Selected passage ::

Picard knew that, due to the mind meld, Spock would be sent if he disappeared, so he arranged to disappear with the Klingons.  The Klingons and he waited to see if the fake Spock would try to lure the Enterprise into Romulan space.  They followed signatures of cloaked Romulan ships, and believe they know where the real Spock is being held.  But Suddenly Georgi is in Engineering doing repairs, which have a long way to go.  The best he can give Picard is warp 2.5.  Picard says, “Set a course, Engage.”

The Enterprise is shown in orbit around a planet with no atmosphere, but the crew discusses the atmosphere of the planet, as well as electronic interference with their scans.  But they do detect a few lifesigns and what Counselor Try calls a “Strong mind” on the surface.

Picard insists, over Riker’s objections, that he is going down to the planet to get Spock, and Riker comes to, leaving Troy with the Com on the Bridge.  (Not Geordi?)  O'Brian is drunk as the beams down Dr. Crusher, Riker, Capt. Picard, and Warf.

They arrive, two Romulans dispatch the required redshirt, Franklin, and Worf dispatches both of them.  A battle ensues, in which phasers are the weapons but Worf waves a useless knife.  Worf and Riker win the fight, getting rid of the Romulans.  Riker makes a dumb remark, “Guess we didn’t need Franklin after all.”  There is a force field that can only be disabled by Data’s body so he does so.  Data survives, and they go in looking to rescue Spock.

Tasks and exercises ::
1. In two sentences, summarize the recap of the Enterprise crew's mission to rescue Spock.
2. Pick up the recap of the Enterprise crew's mission to rescue Spock after its last sentence and carry it forward.

Coordinate annotation entries ::
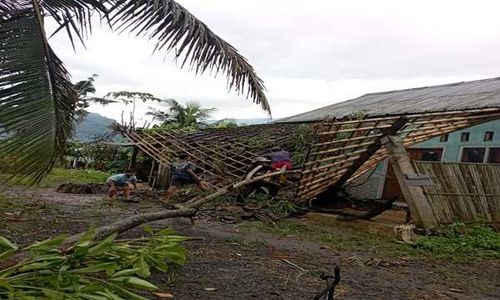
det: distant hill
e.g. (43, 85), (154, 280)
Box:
(73, 113), (271, 142)
(73, 113), (114, 142)
(207, 118), (272, 126)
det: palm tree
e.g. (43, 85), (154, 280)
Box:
(0, 0), (270, 181)
(147, 99), (215, 128)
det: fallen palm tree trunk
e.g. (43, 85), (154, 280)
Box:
(0, 170), (297, 270)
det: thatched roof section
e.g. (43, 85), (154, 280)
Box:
(124, 108), (500, 202)
(277, 77), (500, 123)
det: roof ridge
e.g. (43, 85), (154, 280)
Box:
(362, 77), (500, 96)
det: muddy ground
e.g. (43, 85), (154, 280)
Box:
(0, 188), (500, 299)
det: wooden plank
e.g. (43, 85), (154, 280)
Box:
(383, 136), (438, 228)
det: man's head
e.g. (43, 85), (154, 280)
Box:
(177, 153), (189, 159)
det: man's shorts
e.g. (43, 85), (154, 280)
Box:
(271, 161), (292, 170)
(170, 176), (198, 186)
(107, 181), (128, 188)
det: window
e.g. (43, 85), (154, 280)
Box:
(461, 148), (486, 163)
(422, 149), (442, 161)
(408, 148), (443, 161)
(439, 134), (448, 143)
(484, 131), (495, 142)
(488, 147), (500, 164)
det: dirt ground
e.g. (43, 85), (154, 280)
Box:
(0, 188), (500, 299)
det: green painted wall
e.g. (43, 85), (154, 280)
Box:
(412, 120), (500, 162)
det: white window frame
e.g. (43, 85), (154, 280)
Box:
(457, 145), (500, 164)
(408, 146), (446, 162)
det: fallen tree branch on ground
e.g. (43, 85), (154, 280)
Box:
(0, 170), (298, 270)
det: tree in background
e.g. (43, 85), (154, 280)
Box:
(210, 119), (238, 128)
(73, 74), (117, 122)
(147, 99), (215, 129)
(0, 0), (270, 182)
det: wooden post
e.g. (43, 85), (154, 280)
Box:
(382, 136), (437, 227)
(128, 146), (139, 169)
(154, 164), (170, 190)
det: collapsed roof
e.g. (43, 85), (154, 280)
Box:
(277, 77), (500, 123)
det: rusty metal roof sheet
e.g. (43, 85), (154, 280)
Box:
(276, 77), (500, 123)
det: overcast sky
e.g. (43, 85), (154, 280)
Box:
(51, 0), (500, 119)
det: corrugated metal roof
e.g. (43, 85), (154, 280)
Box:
(276, 77), (500, 123)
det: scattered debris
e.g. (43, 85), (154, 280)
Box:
(153, 292), (174, 299)
(56, 183), (108, 194)
(347, 254), (382, 267)
(394, 224), (415, 244)
(281, 258), (307, 272)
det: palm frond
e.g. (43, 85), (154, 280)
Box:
(0, 6), (77, 181)
(39, 0), (107, 48)
(109, 0), (271, 114)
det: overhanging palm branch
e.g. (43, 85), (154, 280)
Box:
(0, 0), (270, 179)
(0, 5), (76, 180)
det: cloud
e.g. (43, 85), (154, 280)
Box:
(47, 0), (500, 122)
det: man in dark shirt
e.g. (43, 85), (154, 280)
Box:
(269, 146), (292, 170)
(164, 153), (209, 202)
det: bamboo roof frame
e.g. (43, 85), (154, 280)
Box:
(122, 107), (500, 203)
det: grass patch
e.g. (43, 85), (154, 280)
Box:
(240, 219), (500, 261)
(4, 168), (111, 187)
(413, 223), (500, 260)
(224, 238), (267, 249)
(240, 219), (389, 251)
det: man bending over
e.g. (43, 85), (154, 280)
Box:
(106, 169), (137, 199)
(164, 153), (209, 202)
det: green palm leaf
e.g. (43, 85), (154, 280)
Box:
(0, 5), (76, 181)
(0, 0), (270, 181)
(106, 0), (271, 113)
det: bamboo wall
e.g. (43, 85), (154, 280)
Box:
(123, 108), (500, 203)
(414, 162), (500, 224)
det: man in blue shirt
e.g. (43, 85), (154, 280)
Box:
(164, 153), (209, 202)
(106, 169), (137, 199)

Answers to the tasks ::
1. Picard disappeared with the Klingons, and after following the signatures of cloaked Romulan ships they believe they know where the real Spock is held, so he sets a course even though repairs leave the Enterprise only warp 2.5. Over Riker's objections, Picard beams down to the planet with an away team, and after Worf and Riker defeat the Romulans who killed Franklin, the team goes in to rescue Spock.

2.
The two guards says if they move they’ll kill Spock.  Picard points out they are in Federation space, and if they kill him it will mean war.  The Romulans beam out.  Picard lets them go so they can tell the Romulan Senate what happened.  Spock is unharmed when they remove what Worf calls the “Chains of Betrayal.” and sings something in Klingon.  They call on O’Brien to return them to the ship.

End of 4.  Beginning of 5.

We see a full cut of  Patrick Stewart's Picard ordering tea, earl grey, hot, before switching back to the Conan O’Brian Picard with another person’s mouth.  He meets with Ambassador Spock, who tells about being mislead about progress toward unification and being kidnapped and held.  Spock commends Picard for his death ploy, and says the Romulans will not again be able to establish a secret base in Federation Territory.  The real Spock does not seem “off.”

They find no reason Picard was not given access to Spock’s reports, which had hereto always been public.  Clearly, the imposter was getting help from within Star Fleet Command.  “This could be the tip of a very large, very ugly iceberg.” Picard notes.   Closing sequence Patrick Stewart from when he returned from the Borg... he is disturbed (and wearing bandages) .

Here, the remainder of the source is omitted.